## Your objective
An exact copy of the records below is needed, with every picture left out.

## Records shown
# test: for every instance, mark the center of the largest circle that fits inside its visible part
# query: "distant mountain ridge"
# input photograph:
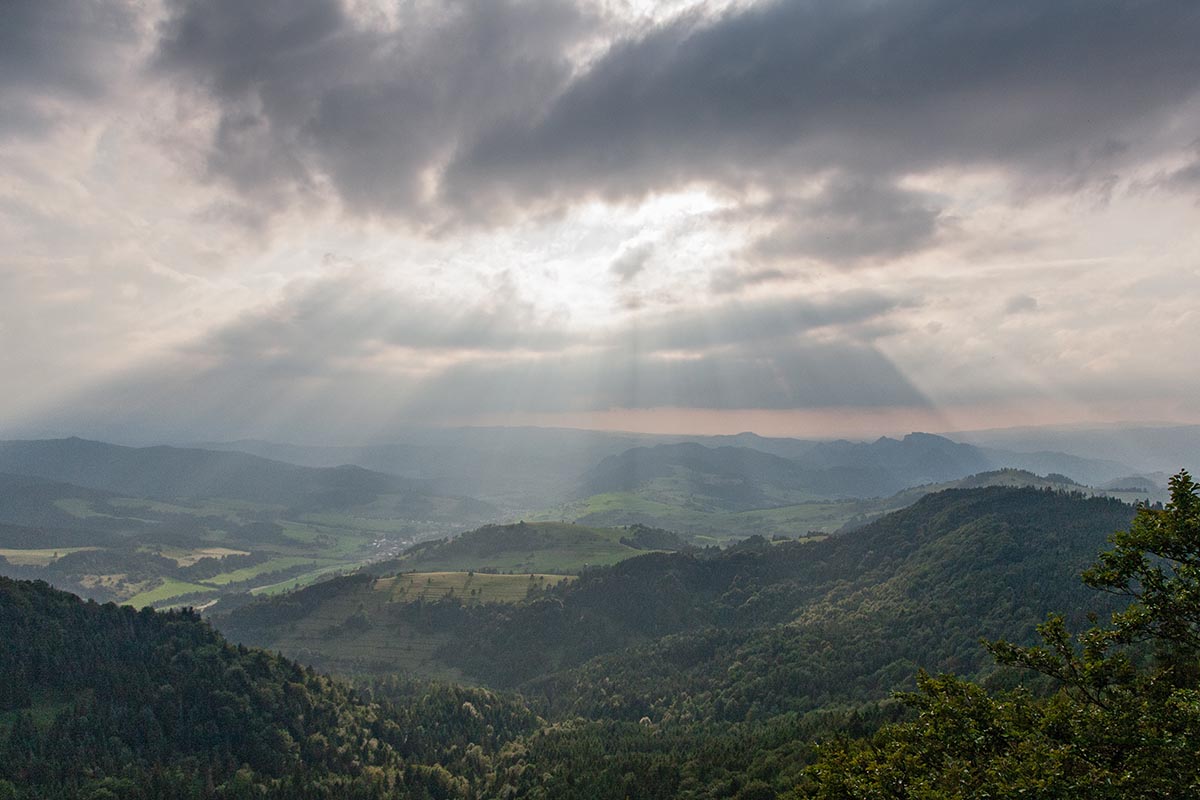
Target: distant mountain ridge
(165, 471)
(528, 468)
(739, 477)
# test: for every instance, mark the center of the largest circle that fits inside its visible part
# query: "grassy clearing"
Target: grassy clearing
(467, 587)
(251, 572)
(709, 527)
(190, 557)
(544, 547)
(304, 579)
(77, 507)
(137, 504)
(166, 590)
(379, 643)
(40, 558)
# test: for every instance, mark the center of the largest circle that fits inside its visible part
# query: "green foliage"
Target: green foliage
(1123, 723)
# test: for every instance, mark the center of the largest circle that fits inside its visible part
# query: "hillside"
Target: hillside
(705, 501)
(849, 617)
(169, 525)
(532, 547)
(103, 702)
(177, 473)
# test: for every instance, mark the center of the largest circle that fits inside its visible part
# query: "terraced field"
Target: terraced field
(355, 629)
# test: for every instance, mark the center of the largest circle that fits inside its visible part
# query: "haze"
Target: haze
(328, 220)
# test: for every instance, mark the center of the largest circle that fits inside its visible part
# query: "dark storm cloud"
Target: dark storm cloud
(757, 95)
(58, 52)
(852, 221)
(471, 110)
(306, 91)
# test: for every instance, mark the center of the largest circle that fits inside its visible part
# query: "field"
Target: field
(544, 547)
(467, 587)
(167, 590)
(190, 557)
(39, 558)
(357, 630)
(709, 527)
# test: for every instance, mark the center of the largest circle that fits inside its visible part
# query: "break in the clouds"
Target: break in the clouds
(232, 212)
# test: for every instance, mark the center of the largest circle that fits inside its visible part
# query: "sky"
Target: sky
(328, 220)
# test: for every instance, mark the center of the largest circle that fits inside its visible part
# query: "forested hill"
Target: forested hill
(99, 701)
(172, 473)
(767, 626)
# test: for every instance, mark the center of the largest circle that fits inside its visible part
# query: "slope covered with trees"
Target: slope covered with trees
(108, 702)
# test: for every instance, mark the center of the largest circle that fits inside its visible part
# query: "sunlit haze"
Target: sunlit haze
(330, 220)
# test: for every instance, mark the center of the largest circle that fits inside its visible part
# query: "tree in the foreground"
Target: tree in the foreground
(1125, 721)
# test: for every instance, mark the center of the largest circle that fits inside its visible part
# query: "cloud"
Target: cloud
(850, 222)
(55, 54)
(343, 319)
(348, 348)
(761, 95)
(307, 94)
(733, 280)
(631, 260)
(1020, 304)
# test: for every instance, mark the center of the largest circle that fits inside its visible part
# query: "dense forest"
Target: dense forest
(762, 671)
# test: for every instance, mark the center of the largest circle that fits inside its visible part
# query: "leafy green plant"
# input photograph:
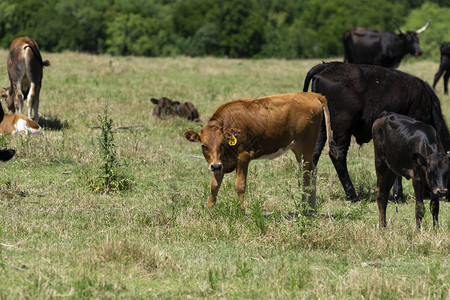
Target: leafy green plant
(110, 180)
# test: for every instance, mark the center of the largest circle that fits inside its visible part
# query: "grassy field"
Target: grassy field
(59, 239)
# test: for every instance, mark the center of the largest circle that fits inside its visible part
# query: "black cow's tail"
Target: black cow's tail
(331, 143)
(437, 117)
(314, 71)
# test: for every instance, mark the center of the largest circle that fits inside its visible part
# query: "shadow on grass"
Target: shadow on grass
(52, 123)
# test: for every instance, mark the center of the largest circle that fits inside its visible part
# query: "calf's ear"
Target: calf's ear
(419, 159)
(232, 132)
(192, 136)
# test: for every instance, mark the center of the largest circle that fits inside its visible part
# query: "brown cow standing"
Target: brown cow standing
(25, 70)
(262, 128)
(167, 107)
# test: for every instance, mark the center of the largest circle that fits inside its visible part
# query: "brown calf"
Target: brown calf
(167, 107)
(25, 66)
(262, 128)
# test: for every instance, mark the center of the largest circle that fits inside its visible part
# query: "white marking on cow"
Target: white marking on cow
(21, 127)
(278, 153)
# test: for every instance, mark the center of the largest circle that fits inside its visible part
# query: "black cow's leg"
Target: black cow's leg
(397, 192)
(446, 76)
(340, 164)
(434, 207)
(438, 75)
(420, 208)
(385, 180)
(321, 140)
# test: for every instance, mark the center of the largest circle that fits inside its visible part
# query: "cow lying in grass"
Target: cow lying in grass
(262, 128)
(167, 107)
(19, 124)
(409, 148)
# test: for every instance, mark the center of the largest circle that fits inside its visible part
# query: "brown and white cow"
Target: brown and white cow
(263, 128)
(15, 124)
(167, 107)
(25, 70)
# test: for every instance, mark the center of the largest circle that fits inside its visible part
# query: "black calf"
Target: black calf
(409, 148)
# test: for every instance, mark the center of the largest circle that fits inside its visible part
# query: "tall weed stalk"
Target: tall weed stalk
(110, 180)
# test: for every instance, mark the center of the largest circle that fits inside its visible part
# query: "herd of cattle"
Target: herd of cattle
(362, 97)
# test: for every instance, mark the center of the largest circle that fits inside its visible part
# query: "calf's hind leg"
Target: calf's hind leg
(385, 180)
(446, 76)
(303, 155)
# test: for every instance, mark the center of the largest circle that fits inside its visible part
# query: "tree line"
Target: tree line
(232, 28)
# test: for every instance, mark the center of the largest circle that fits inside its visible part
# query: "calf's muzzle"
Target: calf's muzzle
(216, 167)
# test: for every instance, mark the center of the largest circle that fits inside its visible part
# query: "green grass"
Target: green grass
(61, 240)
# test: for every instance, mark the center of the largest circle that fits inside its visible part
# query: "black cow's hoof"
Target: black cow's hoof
(6, 154)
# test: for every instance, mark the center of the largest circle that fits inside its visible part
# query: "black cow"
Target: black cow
(167, 107)
(444, 66)
(357, 95)
(383, 48)
(411, 149)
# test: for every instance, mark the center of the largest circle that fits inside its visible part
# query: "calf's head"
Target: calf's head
(214, 141)
(434, 169)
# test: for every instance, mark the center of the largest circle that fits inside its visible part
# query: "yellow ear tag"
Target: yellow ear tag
(232, 141)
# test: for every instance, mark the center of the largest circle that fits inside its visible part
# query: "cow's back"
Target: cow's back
(273, 122)
(279, 111)
(358, 94)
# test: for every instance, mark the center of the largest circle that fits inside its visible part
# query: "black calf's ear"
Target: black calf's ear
(419, 159)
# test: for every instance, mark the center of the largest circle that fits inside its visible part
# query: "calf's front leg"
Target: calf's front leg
(420, 208)
(434, 207)
(241, 176)
(216, 181)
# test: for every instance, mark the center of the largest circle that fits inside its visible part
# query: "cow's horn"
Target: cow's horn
(423, 28)
(398, 27)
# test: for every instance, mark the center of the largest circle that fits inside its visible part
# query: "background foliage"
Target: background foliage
(268, 28)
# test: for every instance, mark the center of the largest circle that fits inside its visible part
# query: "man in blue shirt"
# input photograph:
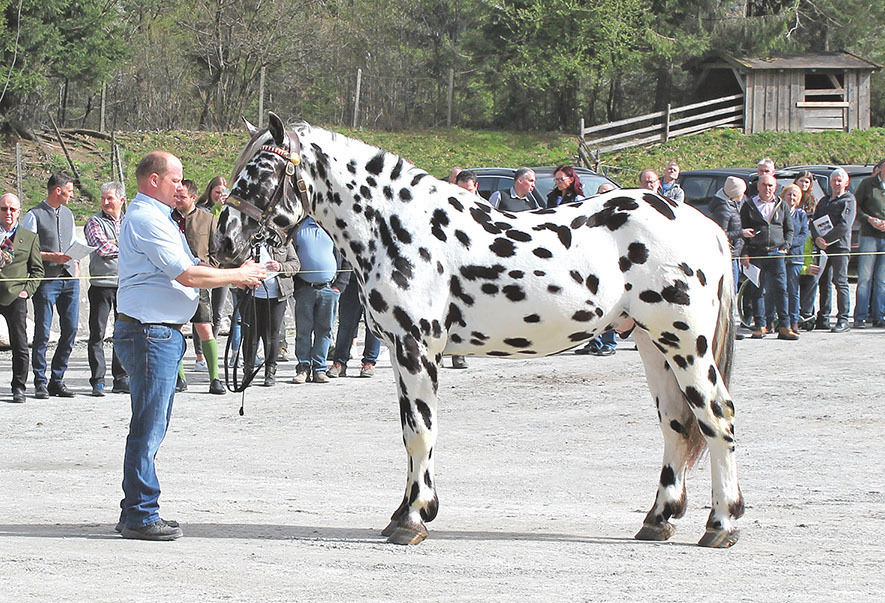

## Output of the task
# test: for every instance, mark the center of the largest circle that fits inside its visible part
# query: "distant mountain ridge"
# input photograph:
Target: distant mountain ridge
(165, 471)
(528, 468)
(739, 477)
# test: for every instance, mark the center of the largest circle that fits inside its visible part
# query: "grassy clearing"
Target: grassy clearing
(467, 587)
(251, 572)
(709, 527)
(190, 557)
(544, 547)
(304, 579)
(77, 507)
(137, 504)
(166, 590)
(379, 643)
(40, 558)
# test: for every instance, mark the center of the largest circle that fits inside its visible part
# query: "green foliage"
Target: green foliage
(1123, 723)
# test: for every instance, mark the center of the largest circle that fits inside its visible part
# query: "hillside"
Target: hillside
(705, 501)
(849, 617)
(169, 525)
(532, 547)
(103, 702)
(177, 473)
# test: for every instance, mark the center of the largest circle that fits inside its visible part
# query: "terraced field"
Target: terraced field
(355, 629)
# test: for every instance, mark the center of the largest circle that fits inside its visible part
# query: "haze"
Target: haze
(328, 220)
# test: for every instance, mark the center of the largest circle that fits inside its visible part
# query: "dark storm cloud"
Target: dark storm cloud
(757, 95)
(58, 52)
(852, 221)
(471, 110)
(306, 91)
# test: for every instance, mark the center of the largest circle that fits inside its visible part
# query: "field"
Target: field
(544, 547)
(467, 587)
(167, 590)
(190, 557)
(39, 558)
(357, 630)
(709, 527)
# test: for every instance, mark the center of the largest circle that fits inside its visible part
# query: "break in the clouds"
Target: break in the clouds
(232, 212)
# test: for every instance, mark the center of the largest circle that fits inside its visible part
# query: "sky"
Target: sky
(328, 220)
# test: for every instance, mark the center of the largest circle that fits inside its visible part
# query: "forested hill"
Target: forested hill
(99, 701)
(172, 473)
(767, 626)
# test: for every instance, mark the center of the largest circle that fits inside its visible part
# query: "slope covered with trees"
Target: slope covered with trees
(108, 702)
# test: for every instance, mark the center of the largest circle that fits inside its visible part
# query: "sunlit haze"
Target: sunlit haze
(330, 220)
# test: for every instance, mark the center of the largest circle that fits inside its visible part
# query: "tree in the foreground"
Target: tree in the foreground
(1125, 721)
# test: for every instance, mark the center of the largest circle that fits inside its visible part
# query: "cloud"
Target: cloud
(850, 222)
(55, 54)
(343, 319)
(348, 348)
(761, 95)
(307, 94)
(733, 280)
(631, 260)
(1020, 304)
# test: for every instance, mark the center of the largest circle that fits inside its visible part
# query: "dense forest"
Target: dense forest
(762, 671)
# test: for every instance, mark the center of the largest circle that fits inside its visible part
# query: "leafy green plant"
# input photograph:
Target: leafy green plant
(110, 180)
# test: for every instance, mark the center of the largest circle that fits inside its visible part
# query: "grassy field"
Target: grassy field
(59, 239)
# test: for every instance, mark the center of the largest circle that fits inside its visible part
# query: "black cow's tail"
Target: black cow's tail
(331, 143)
(437, 117)
(314, 71)
# test: for every instance, mark the center of the largest circle that fits inside its visible part
# query: "shadow on grass"
Target: shadow on grass
(52, 123)
# test: for every instance, mark the center of the largest circle that fits inside its visible part
# query: "calf's ear"
Target: calf's ear
(419, 159)
(232, 132)
(192, 136)
# test: for every instance, mark the center of the largest circle that fits inside its visible part
# query: "brown cow standing"
Target: brown cow standing
(25, 70)
(262, 128)
(167, 107)
# test: for every instance, mark the center of the largest circle that fits inside its visible part
# query: "brown calf"
Target: brown calf
(167, 107)
(25, 66)
(262, 128)
# test: for every instance, mark the center of the largest circle that fits inside its visible part
# query: "white marking on cow"
Target: white marking on cow
(21, 127)
(278, 153)
# test: for every instance, mark the center of the largest circle that fits inside its visible part
# query: "black cow's leg"
Target: black cow's leg
(397, 192)
(446, 76)
(340, 164)
(434, 207)
(438, 75)
(420, 208)
(385, 180)
(321, 140)
# test: for every instance, mark the center of the largest circle that fits inside its visible part
# query: "cow lying in grass"
Target: cow lying in grass
(262, 128)
(167, 107)
(19, 124)
(409, 148)
# test: for every instance, mark the center of the largest circle that fits inside its visible part
# query: "brown and white cow"
Target: brown and white cow
(263, 128)
(15, 124)
(167, 107)
(25, 70)
# test: for every instance, mark the center of the largest circle that fits inside its visible part
# query: "black calf"
Target: black calf
(409, 148)
# test: for every instance, mark the center of the largest circle that fits inside its visible part
# query: "tall weed stalk"
Target: tall weed stalk
(110, 180)
# test: for every instance, mark the center of the largest circle that fits inside its visible part
# query: "herd of cattle"
Target: herd of cattle
(362, 97)
# test: for every instance, mark the center of the largest circle that fits inside its visible part
# query: "calf's hind leg"
Target: calf's hind leg
(385, 180)
(446, 76)
(303, 155)
# test: for every instance, mark the center of the largest circle that fits inside its visible part
# query: "tree line"
Target: tree line
(232, 28)
# test: for every instance, mark the center of the largest circle that fits inside its visible part
# query: "calf's muzzle"
Target: calf's muzzle
(216, 167)
# test: for every instance, mark the center of the largest circle that fits inside its visible part
# query: "green grass"
Target: green grass
(61, 240)
# test: for every instance, mark the center of the largest circle that fits inside its visible part
# query: "black cow's hoof"
Target: black cow's hoof
(6, 154)
# test: for every instance, mark the center of the largest circle that fits inside its visible part
# query: "black cow"
Target: black cow
(167, 107)
(444, 66)
(357, 95)
(383, 48)
(411, 149)
# test: for every instance, mark the center of the largest circle that fits inside its visible part
# query: "calf's head"
Target: calf's head
(214, 141)
(434, 169)
# test: for every instance, mark the center of the largest circle that fits inside its visible part
# query: "yellow ear tag"
Target: yellow ear tag
(232, 141)
# test: for every instance, mark the center of the largest circle that fits inside its visible part
# query: "cow's back"
Target: cow's back
(273, 122)
(279, 111)
(358, 94)
# test: for every instance, mark the center of the largest circle that fits inside its visible part
# query: "black calf's ear"
Target: black calf's ear
(419, 159)
# test: for every instance, mark the center of the largest circle that fits inside its visible part
# query: "calf's front leg"
Target: calf's front leg
(420, 208)
(434, 207)
(241, 176)
(216, 181)
# test: for every instance, mark the center of the largest circle that fits inside its visible part
# query: "cow's horn"
Target: cow's horn
(423, 28)
(398, 27)
# test: for every instance, mark the center of the largest circle that fits inside its visible part
# query: "background foliage"
Target: background foliage
(268, 28)
# test: for every instance, mark the center of the largest circle that fits inside its visible part
# query: "man in blue shirt"
# input photograph:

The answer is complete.